(Collection entries)
* * * * *

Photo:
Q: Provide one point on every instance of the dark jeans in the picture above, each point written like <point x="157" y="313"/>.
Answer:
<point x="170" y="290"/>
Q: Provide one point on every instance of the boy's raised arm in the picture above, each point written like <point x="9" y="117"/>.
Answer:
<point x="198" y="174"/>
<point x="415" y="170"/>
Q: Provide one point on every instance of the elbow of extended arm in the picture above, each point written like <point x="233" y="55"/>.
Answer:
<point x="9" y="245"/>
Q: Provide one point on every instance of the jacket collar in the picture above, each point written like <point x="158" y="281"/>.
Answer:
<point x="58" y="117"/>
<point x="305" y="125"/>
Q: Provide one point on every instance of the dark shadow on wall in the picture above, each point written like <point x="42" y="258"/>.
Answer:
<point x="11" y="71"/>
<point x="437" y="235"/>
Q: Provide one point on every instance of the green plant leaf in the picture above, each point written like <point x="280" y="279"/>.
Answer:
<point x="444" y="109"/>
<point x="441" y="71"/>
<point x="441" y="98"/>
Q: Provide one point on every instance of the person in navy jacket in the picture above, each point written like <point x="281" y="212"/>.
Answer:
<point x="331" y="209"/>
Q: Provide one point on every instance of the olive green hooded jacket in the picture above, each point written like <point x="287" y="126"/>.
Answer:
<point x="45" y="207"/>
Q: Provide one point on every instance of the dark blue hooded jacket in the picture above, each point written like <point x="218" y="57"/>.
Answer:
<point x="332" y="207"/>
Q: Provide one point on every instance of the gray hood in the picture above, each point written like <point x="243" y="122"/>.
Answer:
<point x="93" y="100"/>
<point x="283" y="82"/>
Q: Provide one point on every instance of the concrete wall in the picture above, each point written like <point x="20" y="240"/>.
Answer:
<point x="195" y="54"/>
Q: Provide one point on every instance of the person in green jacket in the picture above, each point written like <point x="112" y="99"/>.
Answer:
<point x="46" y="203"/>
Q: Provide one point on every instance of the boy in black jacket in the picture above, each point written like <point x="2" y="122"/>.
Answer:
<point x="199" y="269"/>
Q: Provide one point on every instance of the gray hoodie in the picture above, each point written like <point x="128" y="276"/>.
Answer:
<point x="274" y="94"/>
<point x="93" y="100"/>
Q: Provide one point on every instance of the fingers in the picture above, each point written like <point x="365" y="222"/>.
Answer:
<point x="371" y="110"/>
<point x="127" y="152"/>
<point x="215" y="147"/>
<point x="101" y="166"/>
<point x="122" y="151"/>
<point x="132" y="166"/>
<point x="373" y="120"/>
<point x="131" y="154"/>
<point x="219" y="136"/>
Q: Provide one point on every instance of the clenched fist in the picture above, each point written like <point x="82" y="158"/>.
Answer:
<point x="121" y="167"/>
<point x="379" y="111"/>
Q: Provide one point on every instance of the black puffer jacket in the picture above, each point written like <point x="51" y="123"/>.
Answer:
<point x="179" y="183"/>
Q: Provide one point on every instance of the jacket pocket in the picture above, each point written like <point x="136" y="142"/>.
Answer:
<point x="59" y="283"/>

* * * * *

Print all of the data exactly as it stands above.

Photo:
Q: Provide one point on every instance of the dark jeans in the picture above, each point written like <point x="157" y="313"/>.
Answer:
<point x="170" y="290"/>
Q: Provide one point on every instance of the boy's raised arm in the picture above, each point written like <point x="9" y="117"/>.
Answer:
<point x="198" y="174"/>
<point x="415" y="170"/>
Q: Provide one point on every instance of the elbow of extended arm in the picture above, each point written like <point x="233" y="55"/>.
Answer:
<point x="9" y="245"/>
Q: Provide one point on every instance of the jacket collar in the picture above, each point written like <point x="158" y="281"/>.
Answer:
<point x="58" y="117"/>
<point x="305" y="125"/>
Q: Provide one point on every instance of the dark shadow on wall in the picture above, each point written like <point x="42" y="258"/>.
Answer:
<point x="11" y="71"/>
<point x="437" y="235"/>
Q: Provide one point on every instance of the green plant leaf in the picture above, each point written like <point x="280" y="279"/>.
Answer:
<point x="444" y="109"/>
<point x="441" y="71"/>
<point x="441" y="98"/>
Q: Provide one point on every instance of the person in navy jacket in the picture above, each point written like <point x="281" y="212"/>.
Answer:
<point x="331" y="209"/>
Q: Provide one point on every instance of the olive green hooded jacket in the picture above, each point written like <point x="287" y="126"/>.
Answer:
<point x="45" y="207"/>
Q: Provide one point on every instance of the dark blue hooded jacket in the picture above, each point written like <point x="218" y="57"/>.
Answer:
<point x="332" y="207"/>
Q: Provide one point on every instance of the gray hood in the picture above, each point written like <point x="243" y="122"/>.
Answer:
<point x="93" y="100"/>
<point x="283" y="82"/>
Q: Provide one point on every instance of the concrete wall in the picture above, each point written like <point x="20" y="240"/>.
Answer:
<point x="195" y="54"/>
Q: Provide one point on every instance of the person in green jacket in the picture above, each point written like <point x="112" y="99"/>.
Answer:
<point x="46" y="203"/>
Q: Provide one point on every instance of the boy in black jacket in the picture above, each point written like <point x="2" y="122"/>.
Answer:
<point x="199" y="269"/>
Q: Provide one point on every instance of the gray hoodie in the picture above, each point written like <point x="128" y="276"/>.
Answer:
<point x="274" y="94"/>
<point x="93" y="100"/>
Q: Provide one point on every instance of the fingers in the picture above, each point written like <point x="365" y="222"/>.
Answer:
<point x="371" y="110"/>
<point x="127" y="152"/>
<point x="215" y="147"/>
<point x="101" y="166"/>
<point x="122" y="151"/>
<point x="132" y="166"/>
<point x="373" y="120"/>
<point x="131" y="154"/>
<point x="219" y="136"/>
Q: Provide one point on every instance of the clenched fist in the picture above, each point written like <point x="82" y="158"/>.
Answer:
<point x="121" y="167"/>
<point x="379" y="111"/>
Q: Provide one point on every instance of the black puffer jacket in the picture above, each point written like <point x="51" y="123"/>.
Answer:
<point x="179" y="183"/>
Q: Provide one point on every instance of the jacket pocket in the picture above, each point written like <point x="136" y="142"/>.
Answer:
<point x="59" y="283"/>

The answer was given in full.